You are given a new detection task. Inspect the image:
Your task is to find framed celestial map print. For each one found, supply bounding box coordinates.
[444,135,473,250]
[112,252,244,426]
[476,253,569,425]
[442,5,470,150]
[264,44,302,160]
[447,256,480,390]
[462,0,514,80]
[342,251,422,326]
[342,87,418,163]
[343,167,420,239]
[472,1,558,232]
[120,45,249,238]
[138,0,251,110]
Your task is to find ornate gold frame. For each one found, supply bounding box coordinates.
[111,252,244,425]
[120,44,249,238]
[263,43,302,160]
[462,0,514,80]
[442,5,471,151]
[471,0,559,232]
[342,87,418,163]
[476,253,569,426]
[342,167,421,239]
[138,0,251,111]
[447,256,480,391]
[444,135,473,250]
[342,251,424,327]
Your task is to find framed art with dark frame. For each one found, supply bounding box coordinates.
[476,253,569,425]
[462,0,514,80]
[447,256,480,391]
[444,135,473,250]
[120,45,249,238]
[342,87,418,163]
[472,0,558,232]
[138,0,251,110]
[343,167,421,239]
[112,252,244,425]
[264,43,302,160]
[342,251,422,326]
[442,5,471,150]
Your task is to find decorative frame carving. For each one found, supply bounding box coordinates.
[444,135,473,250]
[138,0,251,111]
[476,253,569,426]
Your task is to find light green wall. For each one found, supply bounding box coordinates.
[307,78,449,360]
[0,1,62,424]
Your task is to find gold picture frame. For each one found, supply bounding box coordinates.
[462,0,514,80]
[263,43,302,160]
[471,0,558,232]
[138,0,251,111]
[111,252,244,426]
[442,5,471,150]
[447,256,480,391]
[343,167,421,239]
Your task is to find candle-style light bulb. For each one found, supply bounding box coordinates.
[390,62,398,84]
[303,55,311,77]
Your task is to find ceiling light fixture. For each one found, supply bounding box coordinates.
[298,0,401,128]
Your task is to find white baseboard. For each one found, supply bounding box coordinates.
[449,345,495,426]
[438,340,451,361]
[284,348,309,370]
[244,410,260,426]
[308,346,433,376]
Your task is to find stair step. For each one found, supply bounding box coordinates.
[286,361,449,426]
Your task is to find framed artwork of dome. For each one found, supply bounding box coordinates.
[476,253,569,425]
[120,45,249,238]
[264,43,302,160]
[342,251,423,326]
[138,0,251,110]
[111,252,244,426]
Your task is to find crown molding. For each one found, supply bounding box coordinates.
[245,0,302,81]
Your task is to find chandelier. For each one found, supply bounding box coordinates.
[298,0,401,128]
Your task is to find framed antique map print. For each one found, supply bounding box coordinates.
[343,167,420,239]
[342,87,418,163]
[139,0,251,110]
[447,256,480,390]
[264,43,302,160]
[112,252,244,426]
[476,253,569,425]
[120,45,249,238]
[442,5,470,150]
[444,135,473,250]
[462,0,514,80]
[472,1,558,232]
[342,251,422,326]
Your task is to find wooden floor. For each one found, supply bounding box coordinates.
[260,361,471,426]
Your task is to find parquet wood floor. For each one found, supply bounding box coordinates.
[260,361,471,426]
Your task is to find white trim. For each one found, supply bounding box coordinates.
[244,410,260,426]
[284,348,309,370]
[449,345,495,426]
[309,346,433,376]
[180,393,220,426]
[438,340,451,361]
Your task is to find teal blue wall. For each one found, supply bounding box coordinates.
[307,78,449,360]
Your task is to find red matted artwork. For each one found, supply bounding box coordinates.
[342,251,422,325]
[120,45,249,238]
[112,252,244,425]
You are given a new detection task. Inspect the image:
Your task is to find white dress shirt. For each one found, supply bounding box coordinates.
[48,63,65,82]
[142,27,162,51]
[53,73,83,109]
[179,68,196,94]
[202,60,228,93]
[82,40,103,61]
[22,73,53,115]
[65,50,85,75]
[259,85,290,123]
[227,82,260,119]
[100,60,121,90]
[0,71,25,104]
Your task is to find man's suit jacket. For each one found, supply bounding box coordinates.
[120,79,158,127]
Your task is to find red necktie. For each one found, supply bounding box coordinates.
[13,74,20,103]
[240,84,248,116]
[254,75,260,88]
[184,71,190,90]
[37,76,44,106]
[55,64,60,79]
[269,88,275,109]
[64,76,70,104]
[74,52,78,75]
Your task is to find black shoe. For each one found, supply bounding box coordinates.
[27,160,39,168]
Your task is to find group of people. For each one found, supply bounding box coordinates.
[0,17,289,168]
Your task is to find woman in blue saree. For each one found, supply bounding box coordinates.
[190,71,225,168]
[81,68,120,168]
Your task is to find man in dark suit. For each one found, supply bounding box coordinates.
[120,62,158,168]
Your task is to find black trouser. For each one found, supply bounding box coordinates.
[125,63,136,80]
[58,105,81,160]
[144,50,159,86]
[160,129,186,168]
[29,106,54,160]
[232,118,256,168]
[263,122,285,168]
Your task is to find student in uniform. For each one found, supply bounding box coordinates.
-*-*-
Rescale the records from the line containing "Your task is to find red necktie." through the end of the records, both ends included. Repeat those lines with their requests, multiplying every bounding box coordinate in the answers by 1.55 and rounding to whole numbers, with halves rounded up.

_Result of the exercise_:
Your task is to find red necktie. For each one found, supply bounding box coordinates.
[20,115,31,160]
[372,130,384,180]
[394,116,403,136]
[285,110,295,140]
[57,118,68,164]
[85,99,93,122]
[417,136,426,169]
[99,118,109,161]
[115,81,121,116]
Your task is to find black shoe. For each one found, supply bounding box coordinates.
[42,248,60,260]
Your task is to find group of people. For each one found, supply bounding box coordinates.
[0,26,448,260]
Your task is to find woman in blue saree. For each one found, supply bounding box coordinates.
[295,110,349,260]
[126,105,186,260]
Your task is to find man in dark suit. For each one found, supply bounding box coordinates.
[186,96,245,260]
Your task is to find black trouser. For each one found, supply bounding box coordinates.
[194,98,211,124]
[90,163,126,248]
[223,78,246,133]
[248,200,288,260]
[45,164,84,248]
[360,183,397,260]
[408,189,442,260]
Your task is to find student in uniform. For each one found, supply bounding box coordinates.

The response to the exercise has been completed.